▶ Task description: The entries below are to be written out again without alteration.

▶ Data shown:
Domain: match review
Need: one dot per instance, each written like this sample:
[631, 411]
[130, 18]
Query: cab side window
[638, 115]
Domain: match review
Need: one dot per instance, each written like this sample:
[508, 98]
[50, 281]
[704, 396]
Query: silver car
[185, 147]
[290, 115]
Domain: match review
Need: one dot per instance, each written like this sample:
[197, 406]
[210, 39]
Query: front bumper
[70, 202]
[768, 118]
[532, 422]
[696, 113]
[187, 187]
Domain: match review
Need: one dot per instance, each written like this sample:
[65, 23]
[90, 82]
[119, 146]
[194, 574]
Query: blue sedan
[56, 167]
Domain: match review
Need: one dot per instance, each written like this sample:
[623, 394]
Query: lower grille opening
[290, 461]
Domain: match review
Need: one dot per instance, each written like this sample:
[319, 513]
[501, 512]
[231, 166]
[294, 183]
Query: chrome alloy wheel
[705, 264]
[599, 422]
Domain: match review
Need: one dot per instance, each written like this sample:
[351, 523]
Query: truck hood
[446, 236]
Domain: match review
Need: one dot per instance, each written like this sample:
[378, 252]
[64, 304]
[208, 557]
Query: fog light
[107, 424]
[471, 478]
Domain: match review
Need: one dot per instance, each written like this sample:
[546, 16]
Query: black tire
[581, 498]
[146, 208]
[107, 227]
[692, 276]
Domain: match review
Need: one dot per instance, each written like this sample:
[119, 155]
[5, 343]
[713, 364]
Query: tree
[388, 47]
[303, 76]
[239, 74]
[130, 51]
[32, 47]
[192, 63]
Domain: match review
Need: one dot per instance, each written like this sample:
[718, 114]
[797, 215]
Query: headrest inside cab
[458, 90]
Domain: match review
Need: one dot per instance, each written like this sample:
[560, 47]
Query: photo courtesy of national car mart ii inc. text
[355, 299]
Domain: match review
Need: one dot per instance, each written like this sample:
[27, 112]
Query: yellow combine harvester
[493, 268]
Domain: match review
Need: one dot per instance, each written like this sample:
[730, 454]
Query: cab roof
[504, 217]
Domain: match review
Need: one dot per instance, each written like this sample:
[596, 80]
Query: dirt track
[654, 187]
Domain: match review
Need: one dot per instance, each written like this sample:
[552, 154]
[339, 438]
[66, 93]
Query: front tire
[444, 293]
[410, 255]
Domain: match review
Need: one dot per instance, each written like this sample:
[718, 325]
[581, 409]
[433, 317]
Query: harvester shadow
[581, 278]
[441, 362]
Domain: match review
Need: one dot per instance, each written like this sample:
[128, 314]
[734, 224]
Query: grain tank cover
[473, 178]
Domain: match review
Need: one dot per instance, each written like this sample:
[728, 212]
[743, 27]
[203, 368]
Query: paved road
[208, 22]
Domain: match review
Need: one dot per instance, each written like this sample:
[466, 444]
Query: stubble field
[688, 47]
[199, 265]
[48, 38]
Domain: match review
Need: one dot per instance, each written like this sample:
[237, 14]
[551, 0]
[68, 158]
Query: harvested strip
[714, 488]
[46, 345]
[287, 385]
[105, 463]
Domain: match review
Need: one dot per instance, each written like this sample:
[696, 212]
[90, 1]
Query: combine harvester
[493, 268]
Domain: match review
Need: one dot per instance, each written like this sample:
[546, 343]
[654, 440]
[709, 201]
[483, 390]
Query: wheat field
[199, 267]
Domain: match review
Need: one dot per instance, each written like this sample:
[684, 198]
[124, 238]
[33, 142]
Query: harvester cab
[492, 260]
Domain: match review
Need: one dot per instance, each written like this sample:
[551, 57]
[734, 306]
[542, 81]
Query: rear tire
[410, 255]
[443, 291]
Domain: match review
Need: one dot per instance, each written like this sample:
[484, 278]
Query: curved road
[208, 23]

▶ Right answer:
Domain: match review
Need: one dot per instance, each written like this sample:
[631, 411]
[130, 18]
Query: cab side window
[638, 115]
Domain: match review
Need: one dot per instance, each written like this sample:
[508, 98]
[50, 281]
[704, 396]
Query: silver car
[185, 147]
[290, 115]
Domain: match review
Need: one dot per instance, each written like this sample:
[197, 406]
[210, 39]
Query: front bumper
[70, 202]
[768, 118]
[532, 422]
[696, 113]
[187, 187]
Domain: match review
Need: one dot per instance, each written like this sample:
[65, 23]
[90, 82]
[119, 146]
[194, 574]
Query: blue sedan
[56, 167]
Domain: match review
Need: one dot per instance, each written like this sample:
[623, 394]
Query: lower grille opening
[290, 461]
Domain: match review
Need: one dot per instance, each written like this sample:
[319, 513]
[501, 512]
[231, 166]
[294, 183]
Query: chrome alloy wheel
[705, 264]
[599, 422]
Domain: match review
Need: one dot per instance, each written like this sample:
[351, 523]
Query: truck hood
[446, 236]
Domain: match review
Need: one dot per instance, each written like this sample:
[378, 252]
[64, 304]
[208, 557]
Query: fog light
[107, 424]
[471, 478]
Domain: match review
Need: one dot per instance, each written like this sample:
[546, 16]
Query: black tire
[581, 498]
[146, 208]
[107, 227]
[692, 276]
Domain: match review
Need: one dot per instance, each written like this sample:
[119, 155]
[5, 343]
[713, 364]
Query: tree
[388, 47]
[303, 76]
[239, 74]
[130, 51]
[32, 47]
[192, 63]
Domain: match review
Need: one dot per instance, each written like this sample:
[718, 114]
[797, 215]
Query: headrest inside cab
[458, 90]
Domain: match review
Need: one dot per instance, each written like this sample:
[560, 47]
Query: photo courtesy of national car mart ii inc. text
[355, 299]
Domain: match review
Need: one dot per instance, each written like this sample:
[27, 112]
Query: yellow combine harvester
[493, 268]
Domain: match review
Need: one dot per instance, each written like this sample:
[730, 454]
Query: cab roof
[504, 217]
Domain: match review
Need: one dot per instance, each written like this sample:
[596, 80]
Query: dirt track
[654, 187]
Domain: match review
Need: one dot per instance, each written like this sample:
[552, 154]
[339, 438]
[66, 93]
Query: front tire
[444, 293]
[410, 255]
Domain: match review
Need: one dot per instance, each written like this sample:
[718, 325]
[581, 409]
[433, 317]
Query: harvester shadow
[581, 278]
[441, 362]
Domain: match review
Need: one dot per instance, each written like this sample:
[128, 314]
[734, 224]
Query: grain tank cover
[473, 178]
Domain: match review
Need: one dot per instance, each written like this sample:
[728, 212]
[743, 27]
[203, 368]
Query: paved road
[208, 22]
Domain: match review
Need: one dot per instance, each written like this sample:
[466, 444]
Query: stubble field
[688, 47]
[199, 265]
[48, 38]
Domain: match review
Need: one dot per instance, each written like this sample:
[237, 14]
[551, 0]
[68, 158]
Query: harvested strip
[714, 488]
[46, 345]
[287, 385]
[105, 463]
Domain: match review
Need: one dot per instance, each written like this sample:
[696, 212]
[90, 1]
Query: combine harvester
[493, 268]
Domain: match review
Need: one dot per instance, each written like this sample:
[546, 343]
[654, 440]
[709, 201]
[483, 390]
Query: wheat field
[199, 267]
Domain: match review
Need: one dot per instance, each written like this sample:
[684, 198]
[124, 238]
[33, 142]
Query: harvester cab
[492, 260]
Domain: match review
Need: one dot per instance, each written like this sample:
[551, 57]
[734, 306]
[542, 81]
Query: rear tire
[410, 255]
[443, 291]
Domain: match review
Need: one dot per instance, each written like this sample:
[484, 278]
Query: curved road
[208, 23]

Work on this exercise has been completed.